| WHAT THE TASK REQUIRES |
Continue the pregnancy blog post from the end of its last paragraph.

Top of PASSAGE SHOWN

Two weeks and one day ago I found out I am pregnant for the 6th time. Today we saw a tiny, beautiful beating heart.
I wasn't sure I wanted to have another child. I was completely content with our two a few months ago. The thought of being pregnant again and possibly going through another miscarriage was not something I wanted to think about. T-Bone was completely supportive too, and he was the one that thought we should have three. He didn't want me to have to go through another miscarriage either. Then I had an experience where I knew that there was one more for us. I never thought I'd have one of those. I've heard people say they felt like someone was missing from their family or had a dream or even that there was a spirit watching them and they'd get a glimpse of them. Honestly I always thought those stories were kind of weird. Not that I didn't believe them, but....I didn't quite believe in them. But now I know that those things can happen. I was stubborn and I guess I needed a little push to understand.
I had a panic attack when I found out. I knew in my heart, yet I didn't really want to know so I waited a couple days before taking the test. I guess I didn't want to have to face the reality and the stress that comes with me being pregnant. It has been a really long two weeks. Lest you all think that I'm dreading this, I am happy. I look forward to the day when I can bring another child into our family but the what-ifs of the present sometimes get in the way of my joy in the future.

Bottom of PASSAGE SHOWN
Top of INFORMATION PROVIDED

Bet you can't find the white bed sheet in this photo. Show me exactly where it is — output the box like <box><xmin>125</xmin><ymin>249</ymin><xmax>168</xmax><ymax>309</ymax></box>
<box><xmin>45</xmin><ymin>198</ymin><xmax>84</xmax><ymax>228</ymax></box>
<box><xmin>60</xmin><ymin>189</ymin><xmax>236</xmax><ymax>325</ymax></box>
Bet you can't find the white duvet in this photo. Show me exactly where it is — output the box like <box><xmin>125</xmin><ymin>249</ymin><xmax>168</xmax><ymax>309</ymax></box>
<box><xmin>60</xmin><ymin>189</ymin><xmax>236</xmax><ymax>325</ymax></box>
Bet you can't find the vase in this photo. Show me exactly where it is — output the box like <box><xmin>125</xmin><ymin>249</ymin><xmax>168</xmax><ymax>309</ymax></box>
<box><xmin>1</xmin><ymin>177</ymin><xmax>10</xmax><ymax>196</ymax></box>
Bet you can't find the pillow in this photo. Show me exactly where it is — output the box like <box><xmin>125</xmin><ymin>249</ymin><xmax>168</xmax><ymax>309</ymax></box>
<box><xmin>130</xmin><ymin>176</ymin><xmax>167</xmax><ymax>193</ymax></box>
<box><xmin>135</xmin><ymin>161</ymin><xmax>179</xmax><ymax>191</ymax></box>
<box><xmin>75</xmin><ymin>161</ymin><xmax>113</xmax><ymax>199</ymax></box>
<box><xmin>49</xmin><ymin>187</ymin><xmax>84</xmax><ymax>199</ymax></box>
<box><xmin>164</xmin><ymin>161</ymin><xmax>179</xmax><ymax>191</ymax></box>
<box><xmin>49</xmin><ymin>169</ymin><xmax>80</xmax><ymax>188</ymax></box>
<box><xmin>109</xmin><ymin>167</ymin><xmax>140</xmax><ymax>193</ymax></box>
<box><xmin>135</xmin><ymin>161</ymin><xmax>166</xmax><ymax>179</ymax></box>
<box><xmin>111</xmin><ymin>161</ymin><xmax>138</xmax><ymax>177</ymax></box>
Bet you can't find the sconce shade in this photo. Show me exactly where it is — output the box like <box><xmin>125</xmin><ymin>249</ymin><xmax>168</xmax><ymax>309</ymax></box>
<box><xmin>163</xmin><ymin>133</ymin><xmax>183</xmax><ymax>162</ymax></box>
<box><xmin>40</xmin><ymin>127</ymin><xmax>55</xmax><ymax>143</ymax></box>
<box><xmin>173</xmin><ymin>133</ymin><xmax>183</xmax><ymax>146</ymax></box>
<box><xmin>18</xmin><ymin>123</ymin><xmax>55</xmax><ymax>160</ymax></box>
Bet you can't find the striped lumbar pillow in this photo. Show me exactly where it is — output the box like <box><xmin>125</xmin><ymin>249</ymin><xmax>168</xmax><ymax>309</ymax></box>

Bottom of INFORMATION PROVIDED

| EXERCISE RESPONSE |
I know that it isn't usually conventional to spread the news of a pregnancy so early--I'm only 6 weeks--but my pregnancies haven't really been conventional either. Besides if I lose it I'm going to post about it anyway, cuz I just can't just keep my mouth shut. Plus talking about it is therapeutic. I've been doing everything I can to try to keep this pregnancy--taking progesterone and baby aspirin, and taking it as easy as I can--and especially praying. Heavenly Father has heard from me a LOT. I realize that I may not know everything and that there is a plan for me and things don't always work out the way I want them to--I would be an idiot if I didn't acknowledge that--but I do know that prayers can't hurt and there is a big chance they actually can help. And so I ask if you will say a prayer or two or however many you want for me.
This is our last try. If we can end the record at 3 and 3 we'll be thrilled.